● **Document passage**:
Deputy Chairman of the State Great Khural
- Incumbent
- Assumed office 12 November 2025 Serving with Bökhchuluuny Pürevdorj
- Chairman: Nyam-Osoryn Uchral Sandagiin Byambatsogt
- Preceded by: Khürelbaataryn Bulgantuya

Member of the State Great Khural
- Incumbent
- Assumed office 5 July 2016
- Constituency: 4th, Bulgan, Khövsgöl, Orkhon Province (2024–2028) 4th, Bulgan Province (2020–2024) 10th, Bulgan Province (2016–2020)

Minister of Road and Transport Development
- In office 18 October 2017 – October 2018
- Prime Minister: Ukhnaagiin Khürelsükh
- Preceded by: Dangaagiin Ganbat
- Succeeded by: Yangugiin Sodbaatar

Personal details
- Born: 1965 (age 60–61) Khutag-Öndör, Bulgan, Mongolia
- Party: Mongolian People's Party
- Education: Polytechnic Institute of Irkutsk National University of Mongolia (BA)
- Website: www.jbaterdene.mn/en

= Jadambyn Bat-Erdene =

Mongolian politician (born 1965)

● **Your instructions**:
Which offices does the profile of Jadambyn Bat-Erdene list for him?

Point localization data

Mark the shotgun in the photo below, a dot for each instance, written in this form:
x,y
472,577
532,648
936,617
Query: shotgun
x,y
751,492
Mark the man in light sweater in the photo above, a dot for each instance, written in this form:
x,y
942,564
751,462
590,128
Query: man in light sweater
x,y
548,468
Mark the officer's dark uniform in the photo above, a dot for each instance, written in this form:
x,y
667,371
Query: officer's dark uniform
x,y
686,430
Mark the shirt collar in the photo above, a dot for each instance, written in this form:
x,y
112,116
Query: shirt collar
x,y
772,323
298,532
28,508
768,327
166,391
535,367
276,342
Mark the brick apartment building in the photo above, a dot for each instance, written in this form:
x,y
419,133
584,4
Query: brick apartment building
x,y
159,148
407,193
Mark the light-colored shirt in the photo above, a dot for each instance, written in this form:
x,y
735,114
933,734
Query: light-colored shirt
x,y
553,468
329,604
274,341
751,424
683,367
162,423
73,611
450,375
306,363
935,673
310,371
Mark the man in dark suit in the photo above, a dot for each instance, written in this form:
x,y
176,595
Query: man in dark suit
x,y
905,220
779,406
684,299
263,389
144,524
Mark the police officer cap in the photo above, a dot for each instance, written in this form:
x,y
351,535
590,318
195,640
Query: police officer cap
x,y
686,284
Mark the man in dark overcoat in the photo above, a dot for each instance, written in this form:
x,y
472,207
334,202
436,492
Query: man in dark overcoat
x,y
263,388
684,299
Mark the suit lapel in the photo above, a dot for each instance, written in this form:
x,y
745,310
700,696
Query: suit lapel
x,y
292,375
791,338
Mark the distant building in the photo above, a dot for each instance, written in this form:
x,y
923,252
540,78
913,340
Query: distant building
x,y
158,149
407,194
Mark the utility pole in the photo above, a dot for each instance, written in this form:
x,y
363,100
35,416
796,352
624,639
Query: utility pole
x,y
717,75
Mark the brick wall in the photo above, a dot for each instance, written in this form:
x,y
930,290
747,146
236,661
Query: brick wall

● **Task solution**:
Deputy Chairman of the State Great Khural, Member of the State Great Khural, and Minister of Road and Transport Development.